Dataset excerpts
◇ ◇ ◇
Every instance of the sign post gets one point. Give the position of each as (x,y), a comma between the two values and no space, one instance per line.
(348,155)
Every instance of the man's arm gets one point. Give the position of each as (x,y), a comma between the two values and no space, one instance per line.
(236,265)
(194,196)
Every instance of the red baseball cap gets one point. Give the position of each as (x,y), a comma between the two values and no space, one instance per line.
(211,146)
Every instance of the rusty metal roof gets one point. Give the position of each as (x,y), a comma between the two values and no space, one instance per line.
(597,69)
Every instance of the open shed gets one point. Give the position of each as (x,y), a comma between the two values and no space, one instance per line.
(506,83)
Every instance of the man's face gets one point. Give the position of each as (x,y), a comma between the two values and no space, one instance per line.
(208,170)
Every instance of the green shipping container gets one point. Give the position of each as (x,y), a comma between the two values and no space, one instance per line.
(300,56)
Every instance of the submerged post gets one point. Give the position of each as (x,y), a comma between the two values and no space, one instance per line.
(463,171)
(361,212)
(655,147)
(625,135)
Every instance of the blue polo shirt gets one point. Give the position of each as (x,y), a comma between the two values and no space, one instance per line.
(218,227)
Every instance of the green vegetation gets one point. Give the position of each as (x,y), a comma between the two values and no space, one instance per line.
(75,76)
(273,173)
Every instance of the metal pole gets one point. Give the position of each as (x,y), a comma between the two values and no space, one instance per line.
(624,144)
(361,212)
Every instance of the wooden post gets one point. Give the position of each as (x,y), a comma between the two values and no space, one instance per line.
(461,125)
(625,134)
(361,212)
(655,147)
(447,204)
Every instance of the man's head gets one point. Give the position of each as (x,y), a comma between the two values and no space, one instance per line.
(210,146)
◇ ◇ ◇
Produce an exact copy of the lines from the one containing "Every instance of the wooden" through the final line of the data, both ends included, and only those.

Every instance of the wooden post gets one point. Give the position of each as (x,y), a comma between the two values and no space, one instance per line.
(461,125)
(625,134)
(361,212)
(655,147)
(447,204)
Every instance of the man's head gets one point. Give the position of each as (x,y), a comma between the two values and no space, one instance per line.
(210,146)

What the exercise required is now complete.